* _What is needed_
Put the records between the line holding "of the tall" and the line holding "the sun glare", inclusive, into a numbered list with no blank lines.
____
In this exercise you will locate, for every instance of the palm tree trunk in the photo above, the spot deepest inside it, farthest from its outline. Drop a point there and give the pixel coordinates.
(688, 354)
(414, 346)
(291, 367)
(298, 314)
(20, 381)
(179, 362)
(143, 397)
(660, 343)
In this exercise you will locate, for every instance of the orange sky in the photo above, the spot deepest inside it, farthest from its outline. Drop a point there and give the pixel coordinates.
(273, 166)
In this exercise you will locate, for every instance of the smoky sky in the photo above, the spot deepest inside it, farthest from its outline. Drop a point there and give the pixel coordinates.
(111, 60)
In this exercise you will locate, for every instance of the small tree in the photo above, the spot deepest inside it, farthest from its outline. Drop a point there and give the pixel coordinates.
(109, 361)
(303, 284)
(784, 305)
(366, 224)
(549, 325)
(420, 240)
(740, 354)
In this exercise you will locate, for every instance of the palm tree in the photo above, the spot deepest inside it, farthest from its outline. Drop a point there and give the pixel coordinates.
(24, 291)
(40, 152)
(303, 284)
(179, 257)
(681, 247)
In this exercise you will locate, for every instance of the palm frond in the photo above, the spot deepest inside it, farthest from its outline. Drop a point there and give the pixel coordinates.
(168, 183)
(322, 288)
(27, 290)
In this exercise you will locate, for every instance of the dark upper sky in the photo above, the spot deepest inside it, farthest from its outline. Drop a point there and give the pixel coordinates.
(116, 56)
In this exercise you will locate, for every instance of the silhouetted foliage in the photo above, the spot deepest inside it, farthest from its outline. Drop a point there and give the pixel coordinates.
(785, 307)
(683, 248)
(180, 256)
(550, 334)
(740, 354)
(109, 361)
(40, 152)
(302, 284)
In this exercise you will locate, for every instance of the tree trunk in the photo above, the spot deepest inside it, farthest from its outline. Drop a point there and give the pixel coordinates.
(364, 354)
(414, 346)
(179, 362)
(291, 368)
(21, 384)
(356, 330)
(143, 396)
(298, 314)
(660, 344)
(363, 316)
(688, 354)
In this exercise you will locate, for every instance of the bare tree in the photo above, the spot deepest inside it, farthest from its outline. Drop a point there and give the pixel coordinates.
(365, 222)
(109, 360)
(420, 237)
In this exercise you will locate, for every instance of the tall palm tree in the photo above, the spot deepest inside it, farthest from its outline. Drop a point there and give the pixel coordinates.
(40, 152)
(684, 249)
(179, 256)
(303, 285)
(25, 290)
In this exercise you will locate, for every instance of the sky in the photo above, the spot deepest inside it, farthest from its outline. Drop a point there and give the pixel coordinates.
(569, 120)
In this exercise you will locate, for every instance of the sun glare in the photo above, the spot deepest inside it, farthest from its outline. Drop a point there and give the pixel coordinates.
____
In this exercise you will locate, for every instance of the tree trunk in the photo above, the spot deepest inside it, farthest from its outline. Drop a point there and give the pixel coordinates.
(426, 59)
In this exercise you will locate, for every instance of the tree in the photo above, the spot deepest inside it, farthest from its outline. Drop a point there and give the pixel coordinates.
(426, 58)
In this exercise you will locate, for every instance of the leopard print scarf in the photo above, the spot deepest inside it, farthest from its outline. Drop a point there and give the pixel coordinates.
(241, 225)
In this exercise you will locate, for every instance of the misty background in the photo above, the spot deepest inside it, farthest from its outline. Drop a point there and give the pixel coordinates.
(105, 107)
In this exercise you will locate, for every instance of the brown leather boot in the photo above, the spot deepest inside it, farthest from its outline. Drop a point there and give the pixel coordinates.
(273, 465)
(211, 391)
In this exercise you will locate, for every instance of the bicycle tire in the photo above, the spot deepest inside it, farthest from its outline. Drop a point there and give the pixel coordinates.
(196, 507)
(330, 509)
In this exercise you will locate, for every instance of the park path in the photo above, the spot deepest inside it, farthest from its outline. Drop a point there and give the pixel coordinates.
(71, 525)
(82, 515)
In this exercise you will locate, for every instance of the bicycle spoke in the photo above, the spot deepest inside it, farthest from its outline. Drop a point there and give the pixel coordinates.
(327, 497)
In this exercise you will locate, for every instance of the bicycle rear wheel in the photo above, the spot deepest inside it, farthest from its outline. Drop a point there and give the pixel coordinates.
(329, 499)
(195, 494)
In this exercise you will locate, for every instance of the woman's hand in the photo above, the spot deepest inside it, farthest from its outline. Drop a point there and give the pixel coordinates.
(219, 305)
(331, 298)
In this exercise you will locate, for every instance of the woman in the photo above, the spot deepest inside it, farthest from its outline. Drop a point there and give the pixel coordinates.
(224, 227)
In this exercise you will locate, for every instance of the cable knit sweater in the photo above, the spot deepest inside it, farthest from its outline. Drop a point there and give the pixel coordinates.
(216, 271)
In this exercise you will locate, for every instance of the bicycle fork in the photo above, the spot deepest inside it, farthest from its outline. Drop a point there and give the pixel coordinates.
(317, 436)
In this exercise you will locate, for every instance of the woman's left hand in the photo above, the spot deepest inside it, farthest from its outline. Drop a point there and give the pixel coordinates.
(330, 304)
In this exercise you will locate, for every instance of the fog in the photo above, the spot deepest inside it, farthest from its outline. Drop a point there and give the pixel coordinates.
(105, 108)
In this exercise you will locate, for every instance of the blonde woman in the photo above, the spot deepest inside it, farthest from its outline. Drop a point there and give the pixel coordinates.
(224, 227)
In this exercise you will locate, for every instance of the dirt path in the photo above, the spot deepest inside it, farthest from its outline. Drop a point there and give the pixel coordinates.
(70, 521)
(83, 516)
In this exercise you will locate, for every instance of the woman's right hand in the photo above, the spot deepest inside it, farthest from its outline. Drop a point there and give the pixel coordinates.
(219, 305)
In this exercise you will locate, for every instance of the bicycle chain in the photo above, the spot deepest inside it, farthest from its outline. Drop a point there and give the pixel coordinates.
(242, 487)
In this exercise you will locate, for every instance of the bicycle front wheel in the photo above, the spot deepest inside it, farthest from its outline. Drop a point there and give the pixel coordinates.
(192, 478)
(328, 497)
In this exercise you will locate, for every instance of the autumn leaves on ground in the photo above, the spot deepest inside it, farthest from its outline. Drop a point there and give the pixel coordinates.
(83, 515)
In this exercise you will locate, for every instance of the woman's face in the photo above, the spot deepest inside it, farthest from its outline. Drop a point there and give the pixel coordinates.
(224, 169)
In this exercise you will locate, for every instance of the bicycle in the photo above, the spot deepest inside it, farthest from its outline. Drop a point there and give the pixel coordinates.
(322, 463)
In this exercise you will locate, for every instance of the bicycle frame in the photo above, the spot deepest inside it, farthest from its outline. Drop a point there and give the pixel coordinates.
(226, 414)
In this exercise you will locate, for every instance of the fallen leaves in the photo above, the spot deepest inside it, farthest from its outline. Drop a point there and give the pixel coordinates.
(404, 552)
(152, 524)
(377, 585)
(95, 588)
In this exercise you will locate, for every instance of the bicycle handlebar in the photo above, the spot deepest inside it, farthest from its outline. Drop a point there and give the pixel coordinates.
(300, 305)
____
* _Output below_
1. In this exercise you will locate, for every instance of the tall palm tree in the photo above, the spot deepest inside it, farthest from its outline. Drop a point there and give the pixel coordinates.
2. (40, 152)
3. (684, 249)
4. (179, 256)
5. (303, 285)
6. (25, 290)
7. In this exercise you will locate, for every instance of the sky in the photo above, the spot deepest inside it, farthest from its outline. Drop a point there and give the pixel coordinates.
8. (569, 120)
9. In this exercise you will locate, for every instance of the sun glare in the photo above, the spot deepest inside it, farthest from its outline. Drop a point there and give the pixel coordinates.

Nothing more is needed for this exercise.